* PROBLEM TO SOLVE: State how many lines of the listing below contain the word "bell", giving only the number.
═════ RECORDS SHOWN ═════
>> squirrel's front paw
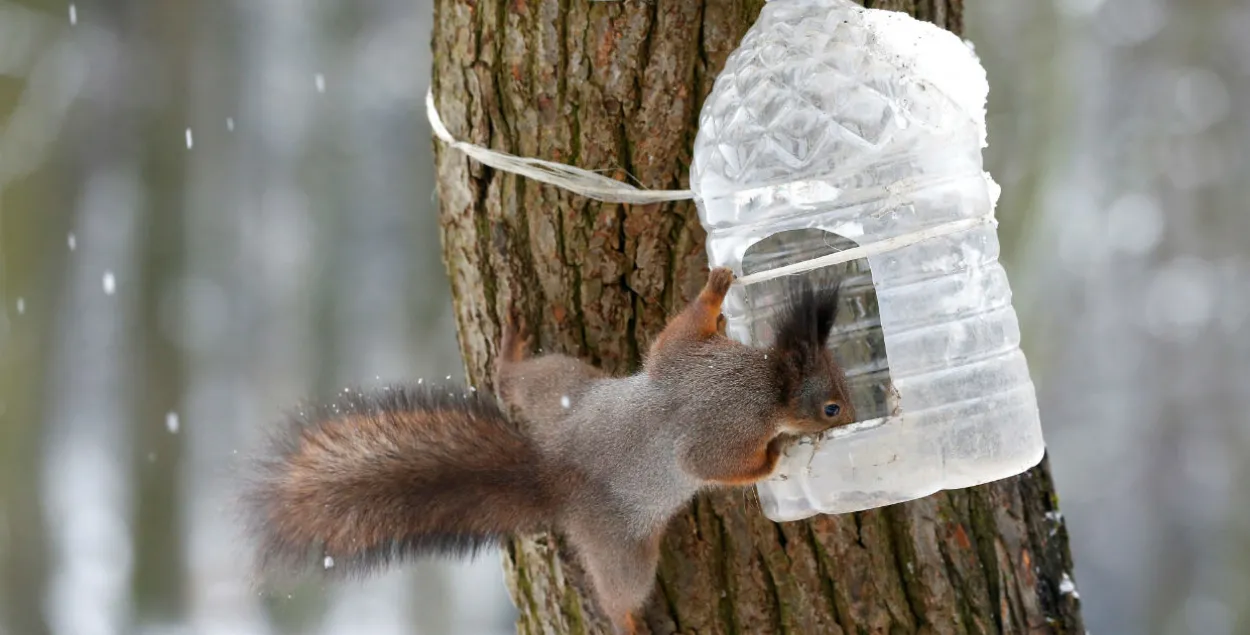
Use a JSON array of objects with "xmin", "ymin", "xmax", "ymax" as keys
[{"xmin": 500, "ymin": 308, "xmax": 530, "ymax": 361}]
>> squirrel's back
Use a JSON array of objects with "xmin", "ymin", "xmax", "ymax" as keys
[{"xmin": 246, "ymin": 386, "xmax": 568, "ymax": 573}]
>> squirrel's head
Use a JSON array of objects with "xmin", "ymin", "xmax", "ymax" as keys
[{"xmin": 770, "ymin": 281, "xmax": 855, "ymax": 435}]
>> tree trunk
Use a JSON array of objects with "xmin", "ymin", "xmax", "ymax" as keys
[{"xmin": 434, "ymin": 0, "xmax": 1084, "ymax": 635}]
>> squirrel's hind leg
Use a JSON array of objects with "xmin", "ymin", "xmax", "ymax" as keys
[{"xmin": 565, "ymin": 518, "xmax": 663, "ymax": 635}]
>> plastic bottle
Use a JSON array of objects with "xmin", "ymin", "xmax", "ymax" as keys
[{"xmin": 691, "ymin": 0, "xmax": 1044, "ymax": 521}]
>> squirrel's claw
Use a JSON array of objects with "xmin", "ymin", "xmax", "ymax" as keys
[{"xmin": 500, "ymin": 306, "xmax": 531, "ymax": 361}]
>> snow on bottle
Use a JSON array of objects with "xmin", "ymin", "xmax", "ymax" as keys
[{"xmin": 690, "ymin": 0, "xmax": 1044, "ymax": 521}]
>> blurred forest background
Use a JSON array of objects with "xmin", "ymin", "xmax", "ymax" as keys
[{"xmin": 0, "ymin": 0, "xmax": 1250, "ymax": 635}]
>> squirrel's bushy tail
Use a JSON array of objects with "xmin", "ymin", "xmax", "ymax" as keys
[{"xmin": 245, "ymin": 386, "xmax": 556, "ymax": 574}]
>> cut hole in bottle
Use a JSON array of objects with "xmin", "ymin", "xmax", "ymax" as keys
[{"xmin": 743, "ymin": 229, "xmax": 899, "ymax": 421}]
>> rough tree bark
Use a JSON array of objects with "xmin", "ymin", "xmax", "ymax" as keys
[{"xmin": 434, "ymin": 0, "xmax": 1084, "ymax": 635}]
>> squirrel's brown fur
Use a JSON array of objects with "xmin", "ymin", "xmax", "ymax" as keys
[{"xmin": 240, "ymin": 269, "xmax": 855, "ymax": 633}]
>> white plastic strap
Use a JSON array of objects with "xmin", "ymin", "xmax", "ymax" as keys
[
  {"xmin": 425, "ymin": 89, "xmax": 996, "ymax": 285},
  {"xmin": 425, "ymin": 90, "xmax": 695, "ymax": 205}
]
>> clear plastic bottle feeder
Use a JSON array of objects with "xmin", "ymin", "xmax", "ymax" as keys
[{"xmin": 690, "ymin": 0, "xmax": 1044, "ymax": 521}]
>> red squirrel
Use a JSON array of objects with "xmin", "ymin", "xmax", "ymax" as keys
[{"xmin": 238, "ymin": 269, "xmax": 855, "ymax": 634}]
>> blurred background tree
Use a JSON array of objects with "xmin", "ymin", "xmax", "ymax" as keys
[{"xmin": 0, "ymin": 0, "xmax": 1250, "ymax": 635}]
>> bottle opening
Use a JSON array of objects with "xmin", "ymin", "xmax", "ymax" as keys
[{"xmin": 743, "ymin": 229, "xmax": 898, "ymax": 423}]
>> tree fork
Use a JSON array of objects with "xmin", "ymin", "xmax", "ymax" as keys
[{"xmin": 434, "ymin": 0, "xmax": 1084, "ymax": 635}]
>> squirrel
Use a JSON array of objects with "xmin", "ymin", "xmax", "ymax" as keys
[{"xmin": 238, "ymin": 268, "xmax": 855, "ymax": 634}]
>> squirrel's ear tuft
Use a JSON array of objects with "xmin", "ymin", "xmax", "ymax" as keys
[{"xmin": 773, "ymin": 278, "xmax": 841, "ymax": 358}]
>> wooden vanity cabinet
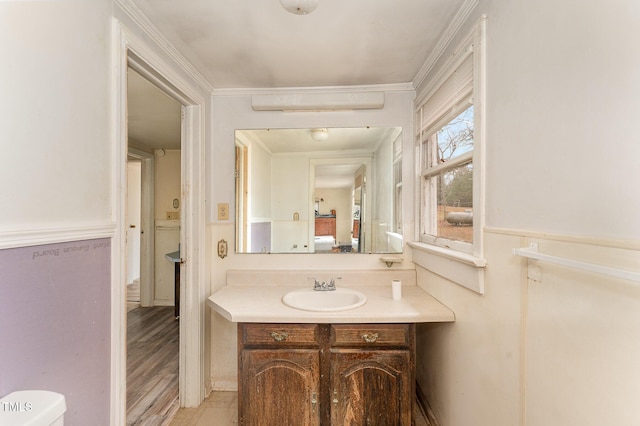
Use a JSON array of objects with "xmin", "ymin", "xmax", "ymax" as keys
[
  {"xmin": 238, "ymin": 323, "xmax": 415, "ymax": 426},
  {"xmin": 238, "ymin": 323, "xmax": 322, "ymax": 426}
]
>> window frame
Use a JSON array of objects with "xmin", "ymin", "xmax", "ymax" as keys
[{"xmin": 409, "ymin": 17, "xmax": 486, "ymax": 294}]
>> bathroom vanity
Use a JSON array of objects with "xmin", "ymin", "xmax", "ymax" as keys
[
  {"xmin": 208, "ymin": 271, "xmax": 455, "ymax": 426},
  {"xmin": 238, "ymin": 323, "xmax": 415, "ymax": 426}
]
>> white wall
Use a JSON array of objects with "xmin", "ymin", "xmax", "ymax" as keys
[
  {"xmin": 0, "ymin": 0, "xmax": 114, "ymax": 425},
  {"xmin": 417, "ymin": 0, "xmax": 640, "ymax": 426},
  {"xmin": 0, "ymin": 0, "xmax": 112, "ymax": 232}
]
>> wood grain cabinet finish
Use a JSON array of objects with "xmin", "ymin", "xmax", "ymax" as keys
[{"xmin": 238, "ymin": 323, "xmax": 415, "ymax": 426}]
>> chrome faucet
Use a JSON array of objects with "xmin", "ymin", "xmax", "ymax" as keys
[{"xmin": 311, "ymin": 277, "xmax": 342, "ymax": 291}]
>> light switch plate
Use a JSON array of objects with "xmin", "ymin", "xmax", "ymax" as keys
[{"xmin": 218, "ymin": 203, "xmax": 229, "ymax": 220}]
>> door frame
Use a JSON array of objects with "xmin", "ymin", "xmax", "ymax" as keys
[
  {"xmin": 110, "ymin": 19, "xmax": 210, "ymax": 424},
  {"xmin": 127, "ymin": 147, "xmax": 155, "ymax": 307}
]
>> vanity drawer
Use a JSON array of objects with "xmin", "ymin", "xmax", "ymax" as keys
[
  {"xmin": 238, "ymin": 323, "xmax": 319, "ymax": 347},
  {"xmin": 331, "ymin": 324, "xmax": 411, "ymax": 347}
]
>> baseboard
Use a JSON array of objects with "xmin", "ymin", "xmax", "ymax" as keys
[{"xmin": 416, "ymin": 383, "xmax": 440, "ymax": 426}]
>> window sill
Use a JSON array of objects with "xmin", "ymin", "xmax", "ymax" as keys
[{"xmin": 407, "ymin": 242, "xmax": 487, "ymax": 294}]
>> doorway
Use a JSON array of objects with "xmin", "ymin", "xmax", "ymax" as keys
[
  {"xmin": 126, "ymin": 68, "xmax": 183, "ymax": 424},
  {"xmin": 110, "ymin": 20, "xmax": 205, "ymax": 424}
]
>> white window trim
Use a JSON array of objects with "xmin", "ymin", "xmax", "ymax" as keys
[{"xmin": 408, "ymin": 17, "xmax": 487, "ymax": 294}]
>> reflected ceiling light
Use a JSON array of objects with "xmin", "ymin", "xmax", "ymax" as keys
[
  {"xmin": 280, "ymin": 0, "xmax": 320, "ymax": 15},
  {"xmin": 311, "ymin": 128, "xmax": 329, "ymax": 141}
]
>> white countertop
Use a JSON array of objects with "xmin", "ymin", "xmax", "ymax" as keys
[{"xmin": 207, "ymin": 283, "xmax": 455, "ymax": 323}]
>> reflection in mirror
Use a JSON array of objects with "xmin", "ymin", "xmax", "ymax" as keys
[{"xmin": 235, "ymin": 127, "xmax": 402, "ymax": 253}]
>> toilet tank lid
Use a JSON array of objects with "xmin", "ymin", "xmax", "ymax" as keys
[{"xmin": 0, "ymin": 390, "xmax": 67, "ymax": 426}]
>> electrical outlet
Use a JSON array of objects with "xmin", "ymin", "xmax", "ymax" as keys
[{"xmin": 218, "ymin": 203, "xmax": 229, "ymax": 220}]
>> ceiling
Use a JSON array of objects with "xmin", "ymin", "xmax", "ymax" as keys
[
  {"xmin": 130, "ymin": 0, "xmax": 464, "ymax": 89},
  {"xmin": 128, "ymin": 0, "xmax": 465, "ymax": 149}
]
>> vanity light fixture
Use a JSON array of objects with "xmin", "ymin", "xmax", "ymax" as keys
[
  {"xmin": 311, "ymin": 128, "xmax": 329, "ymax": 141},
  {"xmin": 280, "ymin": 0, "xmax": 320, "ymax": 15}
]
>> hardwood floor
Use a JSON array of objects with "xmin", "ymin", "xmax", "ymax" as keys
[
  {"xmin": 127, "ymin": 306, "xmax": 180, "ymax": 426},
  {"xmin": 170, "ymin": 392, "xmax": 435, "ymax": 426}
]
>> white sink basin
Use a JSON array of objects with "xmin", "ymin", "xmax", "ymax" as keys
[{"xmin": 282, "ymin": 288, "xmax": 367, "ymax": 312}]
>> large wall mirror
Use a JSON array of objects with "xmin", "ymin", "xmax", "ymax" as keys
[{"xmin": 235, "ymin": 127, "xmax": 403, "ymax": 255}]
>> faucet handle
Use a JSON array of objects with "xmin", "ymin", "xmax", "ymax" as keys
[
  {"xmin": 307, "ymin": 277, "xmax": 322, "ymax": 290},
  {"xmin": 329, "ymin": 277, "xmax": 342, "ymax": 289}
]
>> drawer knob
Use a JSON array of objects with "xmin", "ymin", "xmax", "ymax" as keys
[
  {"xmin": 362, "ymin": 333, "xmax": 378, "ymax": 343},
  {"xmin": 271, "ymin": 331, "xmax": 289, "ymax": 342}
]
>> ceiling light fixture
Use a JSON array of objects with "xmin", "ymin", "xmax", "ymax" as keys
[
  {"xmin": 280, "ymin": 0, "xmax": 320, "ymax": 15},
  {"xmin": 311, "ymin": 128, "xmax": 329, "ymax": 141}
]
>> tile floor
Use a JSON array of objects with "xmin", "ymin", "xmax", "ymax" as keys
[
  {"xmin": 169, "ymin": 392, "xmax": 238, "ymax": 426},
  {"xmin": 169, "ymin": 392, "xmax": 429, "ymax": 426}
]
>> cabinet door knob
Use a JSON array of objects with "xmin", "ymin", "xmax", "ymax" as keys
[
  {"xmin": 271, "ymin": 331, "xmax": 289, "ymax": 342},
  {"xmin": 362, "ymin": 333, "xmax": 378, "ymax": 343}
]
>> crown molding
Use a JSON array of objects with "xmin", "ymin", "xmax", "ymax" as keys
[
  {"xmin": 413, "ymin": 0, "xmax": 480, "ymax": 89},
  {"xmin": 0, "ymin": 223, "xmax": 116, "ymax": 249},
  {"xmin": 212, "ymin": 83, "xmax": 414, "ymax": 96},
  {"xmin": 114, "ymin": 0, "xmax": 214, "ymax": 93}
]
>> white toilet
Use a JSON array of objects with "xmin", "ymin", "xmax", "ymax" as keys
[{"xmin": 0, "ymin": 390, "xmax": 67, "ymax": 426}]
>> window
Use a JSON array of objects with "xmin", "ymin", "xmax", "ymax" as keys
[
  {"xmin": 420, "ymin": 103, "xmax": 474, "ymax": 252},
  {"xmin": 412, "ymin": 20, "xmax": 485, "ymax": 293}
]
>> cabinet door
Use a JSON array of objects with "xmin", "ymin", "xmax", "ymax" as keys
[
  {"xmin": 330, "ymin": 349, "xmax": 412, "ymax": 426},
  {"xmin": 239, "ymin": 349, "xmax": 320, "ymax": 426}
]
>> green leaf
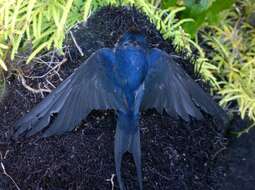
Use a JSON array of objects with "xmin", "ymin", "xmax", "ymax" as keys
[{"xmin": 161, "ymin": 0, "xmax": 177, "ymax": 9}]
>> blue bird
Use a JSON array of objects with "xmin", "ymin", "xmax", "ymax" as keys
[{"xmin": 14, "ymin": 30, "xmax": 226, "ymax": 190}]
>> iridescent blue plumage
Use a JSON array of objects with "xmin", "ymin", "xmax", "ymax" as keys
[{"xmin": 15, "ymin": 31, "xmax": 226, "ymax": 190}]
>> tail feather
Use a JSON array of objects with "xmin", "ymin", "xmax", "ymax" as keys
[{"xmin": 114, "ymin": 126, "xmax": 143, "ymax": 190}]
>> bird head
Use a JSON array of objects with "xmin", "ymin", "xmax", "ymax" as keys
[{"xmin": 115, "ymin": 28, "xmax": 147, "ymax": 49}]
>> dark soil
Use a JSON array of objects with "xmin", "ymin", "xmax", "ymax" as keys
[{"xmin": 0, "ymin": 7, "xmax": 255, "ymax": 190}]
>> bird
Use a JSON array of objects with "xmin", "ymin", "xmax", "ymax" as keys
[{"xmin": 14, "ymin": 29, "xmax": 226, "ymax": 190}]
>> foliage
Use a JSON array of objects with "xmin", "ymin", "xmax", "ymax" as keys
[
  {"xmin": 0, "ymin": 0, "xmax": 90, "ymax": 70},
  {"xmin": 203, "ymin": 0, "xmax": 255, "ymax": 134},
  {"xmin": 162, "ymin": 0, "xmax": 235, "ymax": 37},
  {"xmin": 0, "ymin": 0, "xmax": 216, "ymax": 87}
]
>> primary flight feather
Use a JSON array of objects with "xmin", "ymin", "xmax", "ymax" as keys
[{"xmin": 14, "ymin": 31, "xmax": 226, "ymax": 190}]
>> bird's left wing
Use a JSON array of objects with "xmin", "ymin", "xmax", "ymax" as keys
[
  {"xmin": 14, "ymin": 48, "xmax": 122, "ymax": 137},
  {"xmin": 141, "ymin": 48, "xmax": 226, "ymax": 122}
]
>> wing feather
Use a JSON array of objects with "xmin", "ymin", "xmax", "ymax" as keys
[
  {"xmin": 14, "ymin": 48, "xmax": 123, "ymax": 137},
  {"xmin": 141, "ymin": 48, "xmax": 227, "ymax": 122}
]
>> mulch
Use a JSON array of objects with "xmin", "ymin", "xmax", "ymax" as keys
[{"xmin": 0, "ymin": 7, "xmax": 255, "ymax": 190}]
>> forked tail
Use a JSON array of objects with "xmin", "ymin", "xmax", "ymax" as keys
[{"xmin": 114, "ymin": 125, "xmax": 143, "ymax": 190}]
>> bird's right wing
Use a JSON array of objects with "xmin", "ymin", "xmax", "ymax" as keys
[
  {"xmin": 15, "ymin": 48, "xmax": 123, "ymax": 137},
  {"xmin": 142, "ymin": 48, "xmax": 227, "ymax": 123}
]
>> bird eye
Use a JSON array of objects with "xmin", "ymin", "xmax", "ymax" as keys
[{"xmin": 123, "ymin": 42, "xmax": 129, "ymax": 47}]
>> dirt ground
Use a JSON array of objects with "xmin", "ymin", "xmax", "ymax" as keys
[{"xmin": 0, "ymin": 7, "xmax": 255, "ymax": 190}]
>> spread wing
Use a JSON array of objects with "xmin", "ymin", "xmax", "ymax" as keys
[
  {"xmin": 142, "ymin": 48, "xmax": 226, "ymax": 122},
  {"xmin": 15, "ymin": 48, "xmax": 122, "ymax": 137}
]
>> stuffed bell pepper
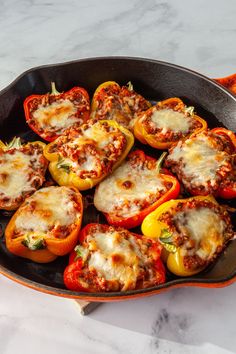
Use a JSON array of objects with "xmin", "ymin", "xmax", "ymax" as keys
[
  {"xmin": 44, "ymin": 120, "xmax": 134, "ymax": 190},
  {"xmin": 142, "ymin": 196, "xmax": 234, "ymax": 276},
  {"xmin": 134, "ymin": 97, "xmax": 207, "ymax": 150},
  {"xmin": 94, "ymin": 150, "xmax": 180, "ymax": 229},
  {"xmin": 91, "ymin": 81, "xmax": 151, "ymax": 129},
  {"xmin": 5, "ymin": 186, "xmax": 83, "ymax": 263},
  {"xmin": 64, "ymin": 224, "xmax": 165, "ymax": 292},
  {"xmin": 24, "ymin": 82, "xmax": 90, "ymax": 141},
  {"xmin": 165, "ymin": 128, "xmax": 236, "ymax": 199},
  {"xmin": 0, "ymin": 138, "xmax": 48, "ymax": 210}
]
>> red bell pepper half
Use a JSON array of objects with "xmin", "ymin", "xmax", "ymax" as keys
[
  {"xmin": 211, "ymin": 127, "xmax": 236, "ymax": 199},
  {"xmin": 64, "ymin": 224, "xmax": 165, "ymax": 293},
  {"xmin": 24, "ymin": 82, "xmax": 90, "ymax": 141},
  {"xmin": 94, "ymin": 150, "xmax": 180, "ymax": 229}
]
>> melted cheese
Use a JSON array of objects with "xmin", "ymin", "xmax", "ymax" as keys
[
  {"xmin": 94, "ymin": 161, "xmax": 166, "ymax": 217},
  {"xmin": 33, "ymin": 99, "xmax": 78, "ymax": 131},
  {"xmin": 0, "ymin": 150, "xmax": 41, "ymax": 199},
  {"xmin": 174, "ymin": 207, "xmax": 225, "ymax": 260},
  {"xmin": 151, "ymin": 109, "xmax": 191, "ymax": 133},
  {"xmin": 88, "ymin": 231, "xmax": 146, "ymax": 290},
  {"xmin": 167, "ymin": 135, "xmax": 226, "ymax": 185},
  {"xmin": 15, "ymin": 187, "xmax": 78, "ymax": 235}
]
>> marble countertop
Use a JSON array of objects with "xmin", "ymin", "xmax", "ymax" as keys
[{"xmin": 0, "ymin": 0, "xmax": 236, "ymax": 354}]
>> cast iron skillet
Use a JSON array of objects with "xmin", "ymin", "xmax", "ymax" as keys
═════
* SOLVED PROBLEM: 2